Task requirements:
**1.** Decide whether each statement below, marked (a), (b) and (c), agrees with the notes on Beatles cassettes. Answer yes or no for each, and quote the words of the notes that settle it.

(a) The 1980s edition added a barcode to the inlay.
(b) The cassette was bought in 1980 in a record shop in Bath.
(c) The white cassette shell has blue ink.
**2.** Use the notes on Beatles cassettes to answer these questions, each answer marked with the same letter as its question.
(a) Which tracks make up Side 2?
(b) What color is the plastic of the 1980s edition cassette?
(c) What release dates do the blue cassette ink and lighter gold inner suggest?
**3.** Continue the notes on Beatles cassettes from the point where they end.

Page excerpt:
##############################

Added: 1980s edition. All that's changed on the inlay is the addition of a barcode, and the shunting up of the text above, to make room for it. The cassette itself is quite different though, with cream-coloured plastic and square bits around the two spools. I guess this didn't have too long a shelf life as the re-issues came out in 1987.
1 cassette, 1 inlay. Tracks 1-7 make up Side 1. Tracks 8-13 consist Side 2.
EMI "Gold issue" inner, without barcode; without "G&L" printer indentification on inner inlay (earlier issues have this). The gold-colour printing is of the "lighter" variety, suggesting also a later issue than the earlier "metallic gold" inlays. White cassette shell with blue ink.
Blue cassette ink and lighter gold inner suggest a release date of circa 1976-1982.
Bought in 1981, in the great, long-lost Rival Records record shop in Bath, Avon, just after John Lennon's assassination in December 1980.
Yeah Top P, that's a great site you're making a link to. Ahh it makes me happy that you too served your Beatle apprenticeship with the Gold-Inlay cassettes. I kinda wish that I had the dosh at the time, to get the XDR ones from 1987 onwards too... but by that time I was into the vinyl side of things...
Some of the Beatles' 8-tracks also repeated some tracks to pad out the running times. Sadly I don't have any examples to upload - it all comes from memory. But this link helps - and gives great info for all the EMI cassette, reel-to-reel and 8-track releases, including how to de-code the catalogue numbers, and who printed the sleeves etc.: http://soundhog.moonfruit.com/#/the-beatles-on-8-track/4533430837
I've never compared the cassette running orders to the 8-tracks but you're probably right as to why they re-ordered the songs that way. I guess fitting them onto 8-track was more of a demand because there are four sequences to get more or less the same, but when they turned to the cassette, it would have taken someone ten minutes to sit and work out what, if any, differences were needed from the vinyl sequence and stick closely to that.

##############################

Recorded data:

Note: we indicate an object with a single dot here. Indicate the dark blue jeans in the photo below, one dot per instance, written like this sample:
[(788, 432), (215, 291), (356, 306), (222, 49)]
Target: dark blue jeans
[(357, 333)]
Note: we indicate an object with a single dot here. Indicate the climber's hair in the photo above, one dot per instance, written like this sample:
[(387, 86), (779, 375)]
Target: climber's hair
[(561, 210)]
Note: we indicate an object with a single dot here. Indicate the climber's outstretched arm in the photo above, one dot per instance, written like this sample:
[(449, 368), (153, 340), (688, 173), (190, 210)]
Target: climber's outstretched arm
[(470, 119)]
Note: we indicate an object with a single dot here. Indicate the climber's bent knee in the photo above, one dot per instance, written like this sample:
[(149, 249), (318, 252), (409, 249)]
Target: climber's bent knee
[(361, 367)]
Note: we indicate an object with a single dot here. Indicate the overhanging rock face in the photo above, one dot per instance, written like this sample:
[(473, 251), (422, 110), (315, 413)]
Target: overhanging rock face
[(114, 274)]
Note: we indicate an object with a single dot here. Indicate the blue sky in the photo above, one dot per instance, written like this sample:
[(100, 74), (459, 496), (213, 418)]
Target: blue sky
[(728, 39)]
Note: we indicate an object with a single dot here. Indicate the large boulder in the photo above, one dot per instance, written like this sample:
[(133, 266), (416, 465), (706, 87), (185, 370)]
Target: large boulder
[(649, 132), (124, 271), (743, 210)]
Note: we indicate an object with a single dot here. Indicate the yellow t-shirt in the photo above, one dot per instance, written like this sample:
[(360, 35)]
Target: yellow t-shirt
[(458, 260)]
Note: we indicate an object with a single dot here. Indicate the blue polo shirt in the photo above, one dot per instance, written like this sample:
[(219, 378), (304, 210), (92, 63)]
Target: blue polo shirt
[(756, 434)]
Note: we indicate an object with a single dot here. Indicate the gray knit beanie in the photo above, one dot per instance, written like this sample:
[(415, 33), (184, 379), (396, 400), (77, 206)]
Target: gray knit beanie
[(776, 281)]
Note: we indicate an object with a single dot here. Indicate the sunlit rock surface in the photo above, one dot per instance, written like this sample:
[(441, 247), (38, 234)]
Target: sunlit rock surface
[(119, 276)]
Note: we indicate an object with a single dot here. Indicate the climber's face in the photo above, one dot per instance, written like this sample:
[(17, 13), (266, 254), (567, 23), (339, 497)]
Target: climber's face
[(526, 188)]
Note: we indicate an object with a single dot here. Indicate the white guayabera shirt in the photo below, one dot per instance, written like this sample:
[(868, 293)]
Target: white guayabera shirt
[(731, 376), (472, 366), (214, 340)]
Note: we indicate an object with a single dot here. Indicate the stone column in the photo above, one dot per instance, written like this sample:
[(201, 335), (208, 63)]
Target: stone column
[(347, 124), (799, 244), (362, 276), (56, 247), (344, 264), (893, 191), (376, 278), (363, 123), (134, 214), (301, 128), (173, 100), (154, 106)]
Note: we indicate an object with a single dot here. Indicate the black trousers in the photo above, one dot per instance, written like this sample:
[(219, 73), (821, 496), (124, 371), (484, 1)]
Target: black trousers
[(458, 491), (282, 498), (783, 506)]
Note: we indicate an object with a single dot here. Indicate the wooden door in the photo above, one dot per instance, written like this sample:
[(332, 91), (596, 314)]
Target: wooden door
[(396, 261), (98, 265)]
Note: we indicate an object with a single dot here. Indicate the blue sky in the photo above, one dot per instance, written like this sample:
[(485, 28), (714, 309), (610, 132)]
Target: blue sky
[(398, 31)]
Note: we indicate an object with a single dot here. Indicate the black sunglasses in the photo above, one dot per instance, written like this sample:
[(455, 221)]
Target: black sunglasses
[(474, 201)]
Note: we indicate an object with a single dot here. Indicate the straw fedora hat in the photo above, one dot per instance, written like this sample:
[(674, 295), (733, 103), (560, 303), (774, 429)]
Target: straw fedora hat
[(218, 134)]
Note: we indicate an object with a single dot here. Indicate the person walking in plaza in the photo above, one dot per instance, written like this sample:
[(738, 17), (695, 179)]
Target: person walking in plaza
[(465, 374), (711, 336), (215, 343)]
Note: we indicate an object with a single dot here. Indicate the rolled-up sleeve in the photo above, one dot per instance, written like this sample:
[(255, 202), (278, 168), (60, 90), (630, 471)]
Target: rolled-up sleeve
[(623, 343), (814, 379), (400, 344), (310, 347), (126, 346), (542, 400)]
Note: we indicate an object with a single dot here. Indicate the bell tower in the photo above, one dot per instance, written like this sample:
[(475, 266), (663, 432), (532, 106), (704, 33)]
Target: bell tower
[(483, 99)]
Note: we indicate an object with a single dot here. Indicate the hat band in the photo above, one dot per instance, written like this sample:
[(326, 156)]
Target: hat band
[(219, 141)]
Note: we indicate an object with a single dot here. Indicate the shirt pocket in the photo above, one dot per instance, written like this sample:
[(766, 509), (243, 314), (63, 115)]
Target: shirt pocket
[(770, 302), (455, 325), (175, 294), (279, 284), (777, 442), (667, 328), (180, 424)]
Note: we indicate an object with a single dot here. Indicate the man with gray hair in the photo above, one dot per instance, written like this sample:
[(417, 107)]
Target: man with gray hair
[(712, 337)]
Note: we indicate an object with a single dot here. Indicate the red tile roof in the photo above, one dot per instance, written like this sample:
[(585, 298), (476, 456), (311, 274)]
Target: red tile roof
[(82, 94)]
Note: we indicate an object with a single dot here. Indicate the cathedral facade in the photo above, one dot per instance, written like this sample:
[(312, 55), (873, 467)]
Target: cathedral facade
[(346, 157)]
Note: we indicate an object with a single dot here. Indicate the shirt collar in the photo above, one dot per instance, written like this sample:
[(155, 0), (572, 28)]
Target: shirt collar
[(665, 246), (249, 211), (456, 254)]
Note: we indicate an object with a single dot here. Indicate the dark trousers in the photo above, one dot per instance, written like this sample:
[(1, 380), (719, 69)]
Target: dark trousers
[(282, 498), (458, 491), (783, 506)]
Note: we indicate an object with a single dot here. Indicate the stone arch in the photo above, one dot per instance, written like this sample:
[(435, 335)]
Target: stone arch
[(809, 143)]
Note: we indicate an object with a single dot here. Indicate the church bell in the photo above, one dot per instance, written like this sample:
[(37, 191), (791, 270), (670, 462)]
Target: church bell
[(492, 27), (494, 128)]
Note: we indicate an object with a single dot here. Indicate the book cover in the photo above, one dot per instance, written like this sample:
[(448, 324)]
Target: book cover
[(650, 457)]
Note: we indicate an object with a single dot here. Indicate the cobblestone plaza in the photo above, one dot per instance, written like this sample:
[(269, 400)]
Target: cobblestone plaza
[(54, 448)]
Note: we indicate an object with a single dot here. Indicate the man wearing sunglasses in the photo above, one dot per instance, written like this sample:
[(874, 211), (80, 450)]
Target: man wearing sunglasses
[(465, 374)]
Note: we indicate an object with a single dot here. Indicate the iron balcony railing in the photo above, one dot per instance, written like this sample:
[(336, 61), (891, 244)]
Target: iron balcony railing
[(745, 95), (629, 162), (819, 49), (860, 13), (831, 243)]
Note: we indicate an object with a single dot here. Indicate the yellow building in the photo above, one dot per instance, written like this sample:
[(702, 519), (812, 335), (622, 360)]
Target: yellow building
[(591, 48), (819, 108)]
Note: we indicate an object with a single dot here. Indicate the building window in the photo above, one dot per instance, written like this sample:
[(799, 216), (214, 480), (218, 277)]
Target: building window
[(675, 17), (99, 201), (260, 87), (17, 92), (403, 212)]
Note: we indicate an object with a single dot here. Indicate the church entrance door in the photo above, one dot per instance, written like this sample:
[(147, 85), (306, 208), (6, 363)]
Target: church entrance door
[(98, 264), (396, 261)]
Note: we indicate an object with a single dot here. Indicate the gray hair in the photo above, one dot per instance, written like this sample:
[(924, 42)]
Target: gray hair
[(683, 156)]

##############################

Task answers:
**1.**
(a) Yes: "All that's changed on the inlay is the addition of a barcode"
(b) No: "Bought in 1981, in the great, long-lost Rival Records record shop in Bath, Avon"
(c) Yes: "White cassette shell with blue ink."

**2.**
(a) Tracks 8-13
(b) Cream-colored
(c) Circa 1976-1982

**3.**
I was educated in Beatledom through these gold cassettes. It was ingrained in me that "Good Day Sunshine" was the first song on Revolver, and that "Here Comes The Sun" was the first song on Abbey Road. It was a real challenge trying to re-learn the correct sequences when I started getting the CDs.
Revolver in particular was a complete mix up. There's more info on the tape re-sequencing here for anyone interested. (The page mainly shows the very early white inserts, but the more common gold ones were the same.)
Agree, TopPopper. I collected all the Beatles cassettes after seeing Help! on BBC1, shown as tribute after John Lennon was shot in 1980. The tapes available during my collecting period were the Gold-Inlay series, which came out of the bowels of EMI from the mid-70s to around ’82.
You’re right too – it seems that EMI did sod-all to make these tapes reflect the original LPs: the artwork was minimal, the information sparse, and the materials the cassettes and tape were made of – well... I have to say it was junk. There were drop-outs on many of the cassettes, aural ”thumps” in the silences between songs, and the dreaded Double Play tapes... I don’t think I ever had one that DIDN’T chew up at some point. OK, I know – it’s easy to slag off the materials of the day, and many other pre-recorded tapes at the time were also bad - but the worst thing they did was to re-arrange the running order of the tracks on the Beatles’ releases…
They didn’t tamper with Sgt. Pepper though, as you mention, but some of the others’ track running orders were re-arranged due to, what I assume must be the following factors:
1) EMI wanted to save time for the listener, so they didn’t have to spool so much to get to the start of Side 2, after listening to Side 1.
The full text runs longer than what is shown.